> _EXTRACT TO READ_
____________________

My name is Nandeeta R. I am from India, but was adopted and raised in Oregon, USA. I wear many hats from artist to outdoor adventurer to activist for multiple causes. I enjoy being creative, traveling, and trying new foods.
Some people receive a heads up that alcoholism may run in their family, but being an adoptee I was not as fortunate and found out the hard way. Alcohol affected me for six years, but that was because I found my rock bottom at the age of 25. I got sober at a young age and I've lived an alcohol free life since 2013.
Alcohol was my escape from reality. Many people are affected by trauma and reach for whatever vice to cope with those deep emotional wounds. I did that and spiraled down a path of destruction, but thankfully figured it out before it was too late. I was finally sick and tired of being sick and tired. I crawled out of this dark pit and slowly over time the light became brighter. It is possible to face these wicked traumatic wounds, but it takes work and consistency. At the end of the day it has been worth it for me.

____________________

[Point-per-instance location data]
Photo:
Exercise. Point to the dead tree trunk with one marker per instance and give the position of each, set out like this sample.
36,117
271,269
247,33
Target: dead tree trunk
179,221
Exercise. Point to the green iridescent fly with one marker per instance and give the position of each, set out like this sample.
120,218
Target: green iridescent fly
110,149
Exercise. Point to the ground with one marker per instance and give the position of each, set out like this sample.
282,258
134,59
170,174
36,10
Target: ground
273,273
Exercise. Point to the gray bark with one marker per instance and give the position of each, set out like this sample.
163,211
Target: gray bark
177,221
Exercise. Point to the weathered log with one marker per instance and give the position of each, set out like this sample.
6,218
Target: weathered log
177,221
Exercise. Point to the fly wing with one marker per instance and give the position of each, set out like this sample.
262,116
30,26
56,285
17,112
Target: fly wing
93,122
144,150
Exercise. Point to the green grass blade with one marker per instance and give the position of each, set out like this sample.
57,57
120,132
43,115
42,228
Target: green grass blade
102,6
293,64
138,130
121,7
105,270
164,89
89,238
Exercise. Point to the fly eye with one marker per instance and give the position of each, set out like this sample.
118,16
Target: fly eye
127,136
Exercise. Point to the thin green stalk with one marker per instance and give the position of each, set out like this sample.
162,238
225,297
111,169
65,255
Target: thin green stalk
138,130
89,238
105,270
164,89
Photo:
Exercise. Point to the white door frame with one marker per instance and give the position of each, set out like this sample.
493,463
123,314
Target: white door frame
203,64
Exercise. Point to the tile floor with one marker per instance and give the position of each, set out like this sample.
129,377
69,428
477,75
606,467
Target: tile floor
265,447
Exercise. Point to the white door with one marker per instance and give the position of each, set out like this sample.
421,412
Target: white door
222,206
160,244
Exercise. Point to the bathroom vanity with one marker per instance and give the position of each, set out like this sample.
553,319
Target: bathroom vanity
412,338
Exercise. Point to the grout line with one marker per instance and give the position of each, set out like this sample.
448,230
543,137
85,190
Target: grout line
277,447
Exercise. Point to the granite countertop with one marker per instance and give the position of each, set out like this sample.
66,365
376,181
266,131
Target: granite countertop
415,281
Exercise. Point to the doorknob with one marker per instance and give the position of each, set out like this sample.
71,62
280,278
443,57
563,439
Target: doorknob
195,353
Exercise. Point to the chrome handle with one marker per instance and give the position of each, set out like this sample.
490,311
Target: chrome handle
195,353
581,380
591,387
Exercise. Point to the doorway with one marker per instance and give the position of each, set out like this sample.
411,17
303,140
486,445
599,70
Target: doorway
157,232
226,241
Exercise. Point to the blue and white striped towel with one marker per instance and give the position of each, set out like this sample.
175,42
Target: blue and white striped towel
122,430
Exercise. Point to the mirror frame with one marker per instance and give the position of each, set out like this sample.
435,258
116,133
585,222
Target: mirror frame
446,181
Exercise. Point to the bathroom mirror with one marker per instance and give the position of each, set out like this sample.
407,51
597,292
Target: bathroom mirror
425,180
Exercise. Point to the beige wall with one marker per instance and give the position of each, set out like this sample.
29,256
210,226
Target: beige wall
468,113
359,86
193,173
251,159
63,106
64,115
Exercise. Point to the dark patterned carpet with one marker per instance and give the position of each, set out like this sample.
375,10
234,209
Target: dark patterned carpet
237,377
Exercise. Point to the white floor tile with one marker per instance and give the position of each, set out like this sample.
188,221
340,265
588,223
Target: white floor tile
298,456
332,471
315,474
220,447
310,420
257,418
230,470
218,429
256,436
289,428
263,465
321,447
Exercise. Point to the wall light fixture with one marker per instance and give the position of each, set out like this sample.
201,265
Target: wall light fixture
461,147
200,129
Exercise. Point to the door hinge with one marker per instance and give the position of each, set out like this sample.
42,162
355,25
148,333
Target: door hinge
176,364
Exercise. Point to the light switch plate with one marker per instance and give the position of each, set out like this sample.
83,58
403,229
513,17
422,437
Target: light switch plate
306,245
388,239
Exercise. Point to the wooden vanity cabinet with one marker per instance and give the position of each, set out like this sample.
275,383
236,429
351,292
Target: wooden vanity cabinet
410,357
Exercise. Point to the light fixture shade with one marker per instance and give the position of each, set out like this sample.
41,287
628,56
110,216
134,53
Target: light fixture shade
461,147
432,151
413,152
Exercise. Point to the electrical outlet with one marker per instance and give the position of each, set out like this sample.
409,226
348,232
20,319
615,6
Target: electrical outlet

____________________

> _QUESTIONS ON THE MATERIAL_
A: Answer these questions about the sobriety story.
(i) In which US state was the writer raised?
(ii) At what age did the writer hit rock bottom?
(iii) Since what year has the writer lived free of alcohol?
B: Carry the sobriety story forward from its final sentence.

> _RESPONSES TO THE EXERCISE_
A:
(i) Oregon
(ii) 25
(iii) 2013

B:
Judge Andre & I
My relationship with alcohol began at 19 when my dad passed away. I was close to him and didn’t know how else to cope. In the beginning of my drinking I went from being a shy wallflower to a social butterfly. This liquid courage eventually turned into crossing that line into alcoholism. I became horrible to be around. I had a wake up call on my dad’s five year anniversary; I drank myself into a blackout and woke up in the hospital with a BAC of .234. I quit drinking off and on for a year and half until I finally hit rock bottom. I totaled my car from drinking and driving. I went to court and paid the consequences; restricted license, probation, breathalyzer installed in vehicle, and jail time. Jail was my rock bottom. I couldn’t believe that alcohol was the reason I arrived at my lowest. Getting sober was one of the most difficult things I’ve ever done. I don’t want to get sober again! I connected to a community of people that were part of a 12 step program for a sober lifestyle. It was difficult because I was 25 and that’s prime time drinking age, but I knew that I couldn’t take much more of this exhaustion.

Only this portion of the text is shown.